** Provided text follows **

Wilson PhotoCurrent Chairholder 

J. Deanna Wilson, MD, MPH

J. Deanna Wilson, MD, MPH, is the Presidential Professor of Family Medicine and Community Health. She joins Penn from the University of Pittsburgh School of Medicine, where she served as an Assistant Professor in Medicine and Pediatrics, amongst other leadership positions.

Dr. Wilson’s clinical expertise is in addiction medicine across the life-spectrum (including substance use and substance use disorder treatment in adolescents and young adults), addiction medicine in office-based and hospital-based settings. Her research leverages traditional health services research methods, community-engaged research methods, and implementation science to build health equity for marginalized and racially minoritized populations who use drugs. Dr. Wilson’s work focuses on examining how best to integrate harm reduction into primary care and hospital-based settings, hot to develop low threshold models of care to improve engagement and retention of often marginalized and racially and ethnically minoritized populations, and how to improve engagement and retention of adolescents and young adults in opioid use disorder treatment.

Following her undergraduate education at Swarthmore College, Dr. Wilson attended the Yale University School of Medicine for her MD, and then went onto Johns Hopkins Bloomberg School of Public Policy where she received her MPH with a concentration in social and behavioral sciences. She continued at Johns Hopkins with an internship and residency (chief resident) in internal medicine-pediatrics, and a fellowship in adolescent medicine. She also served as the Bill Emerson National Hunger Fellow at the Congressional Hunger Center in Washington, DC.

Dr. Wilson is certified by American Boards of Internal Medicine, Pediatrics, Preventive Medicine in Addiction Medicine and Pediatrics in Adolescent Medicine. She is a member of the Society of Adolescent Health and Medicine, American Academy of Pediatrics, American Society of Addiction Medicine, AMERSA, and the Society for General Internal Medicine. Amongst Dr. Wilson’s many awards and honors are the HEAL Director’s Award for Community Partnership and American Board of Addiction Medicine Next Generation Award. She has been published in renowned peer-reviewed journals including Journal of Addiction Medicine, Journal of Correctional Health, amongst others.

** End of Provided text **
** Excerpted data follows **

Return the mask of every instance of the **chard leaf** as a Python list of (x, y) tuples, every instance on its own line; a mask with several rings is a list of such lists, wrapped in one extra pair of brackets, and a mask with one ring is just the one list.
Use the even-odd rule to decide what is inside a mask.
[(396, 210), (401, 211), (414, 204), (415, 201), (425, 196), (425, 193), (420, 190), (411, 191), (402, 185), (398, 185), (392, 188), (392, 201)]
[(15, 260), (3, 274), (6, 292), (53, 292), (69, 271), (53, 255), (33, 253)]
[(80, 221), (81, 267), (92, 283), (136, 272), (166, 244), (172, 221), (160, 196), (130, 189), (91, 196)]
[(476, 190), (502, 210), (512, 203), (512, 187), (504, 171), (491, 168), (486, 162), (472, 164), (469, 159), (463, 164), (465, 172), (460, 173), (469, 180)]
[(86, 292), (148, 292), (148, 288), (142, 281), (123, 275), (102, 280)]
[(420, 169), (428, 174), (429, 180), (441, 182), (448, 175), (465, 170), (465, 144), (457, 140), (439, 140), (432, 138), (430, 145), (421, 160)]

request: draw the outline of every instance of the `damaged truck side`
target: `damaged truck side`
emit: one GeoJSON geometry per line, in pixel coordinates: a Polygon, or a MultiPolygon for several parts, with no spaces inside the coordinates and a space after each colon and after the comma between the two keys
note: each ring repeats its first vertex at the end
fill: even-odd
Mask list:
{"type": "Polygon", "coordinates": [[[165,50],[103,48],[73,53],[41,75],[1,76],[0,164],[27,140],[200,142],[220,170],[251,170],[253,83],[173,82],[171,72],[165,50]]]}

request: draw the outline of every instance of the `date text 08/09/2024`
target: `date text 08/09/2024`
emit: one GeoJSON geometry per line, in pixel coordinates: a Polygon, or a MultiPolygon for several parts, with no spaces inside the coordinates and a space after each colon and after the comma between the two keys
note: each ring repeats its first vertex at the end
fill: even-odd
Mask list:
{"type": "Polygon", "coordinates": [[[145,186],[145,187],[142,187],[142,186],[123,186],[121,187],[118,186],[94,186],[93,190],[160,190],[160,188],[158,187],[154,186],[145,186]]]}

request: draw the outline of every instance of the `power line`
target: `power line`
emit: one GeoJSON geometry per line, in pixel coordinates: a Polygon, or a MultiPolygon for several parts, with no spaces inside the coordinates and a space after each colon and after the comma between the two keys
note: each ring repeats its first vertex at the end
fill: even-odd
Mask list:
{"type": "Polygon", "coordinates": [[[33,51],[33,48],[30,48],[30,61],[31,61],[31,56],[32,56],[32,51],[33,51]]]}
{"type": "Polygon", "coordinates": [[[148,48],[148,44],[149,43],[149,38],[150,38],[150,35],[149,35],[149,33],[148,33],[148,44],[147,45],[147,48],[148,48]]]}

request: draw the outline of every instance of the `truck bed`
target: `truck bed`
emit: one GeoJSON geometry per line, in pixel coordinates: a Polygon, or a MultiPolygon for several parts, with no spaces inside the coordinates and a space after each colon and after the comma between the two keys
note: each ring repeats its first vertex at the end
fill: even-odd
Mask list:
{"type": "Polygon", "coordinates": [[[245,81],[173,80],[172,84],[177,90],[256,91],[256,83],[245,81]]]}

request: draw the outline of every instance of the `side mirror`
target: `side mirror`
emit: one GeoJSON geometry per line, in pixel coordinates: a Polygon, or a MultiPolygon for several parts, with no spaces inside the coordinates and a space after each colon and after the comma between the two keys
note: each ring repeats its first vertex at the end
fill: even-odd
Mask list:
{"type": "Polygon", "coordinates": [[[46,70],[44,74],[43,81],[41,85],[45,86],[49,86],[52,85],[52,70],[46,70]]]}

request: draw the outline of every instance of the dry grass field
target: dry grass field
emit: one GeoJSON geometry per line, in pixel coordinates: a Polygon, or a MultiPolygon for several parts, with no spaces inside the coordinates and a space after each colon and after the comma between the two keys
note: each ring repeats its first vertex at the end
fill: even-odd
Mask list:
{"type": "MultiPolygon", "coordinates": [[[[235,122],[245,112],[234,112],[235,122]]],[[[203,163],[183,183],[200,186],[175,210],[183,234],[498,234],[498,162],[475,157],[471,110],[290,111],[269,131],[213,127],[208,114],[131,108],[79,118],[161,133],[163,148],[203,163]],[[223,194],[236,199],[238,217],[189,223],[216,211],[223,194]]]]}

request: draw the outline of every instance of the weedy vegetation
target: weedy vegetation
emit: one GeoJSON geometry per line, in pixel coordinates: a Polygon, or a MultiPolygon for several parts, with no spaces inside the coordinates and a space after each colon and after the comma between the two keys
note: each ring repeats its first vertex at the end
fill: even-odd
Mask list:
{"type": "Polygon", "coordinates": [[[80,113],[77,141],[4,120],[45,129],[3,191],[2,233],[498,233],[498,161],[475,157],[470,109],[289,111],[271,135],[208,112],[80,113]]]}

** End of Excerpted data **

#### Requirement A
In the profile of J. Deanna Wilson, at which school did she serve as an Assistant Professor before joining Penn?
#### Requirement B
Say whether each statement agrees with the profile of J. Deanna Wilson, answering yes or no and quoting the deciding words: (i) She earned her MD at Yale. (ii) She completed a fellowship in addiction medicine at Johns Hopkins. (iii) She was a hunger fellow in Washington, DC.

#### Exercise result A
The University of Pittsburgh School of Medicine, where she was an Assistant Professor in Medicine and Pediatrics.

#### Exercise result B
(i) Yes: "Dr. Wilson attended the Yale University School of Medicine for her MD"
(ii) No: "a fellowship in adolescent medicine"
(iii) Yes: "She also served as the Bill Emerson National Hunger Fellow at the Congressional Hunger Center in Washington, DC."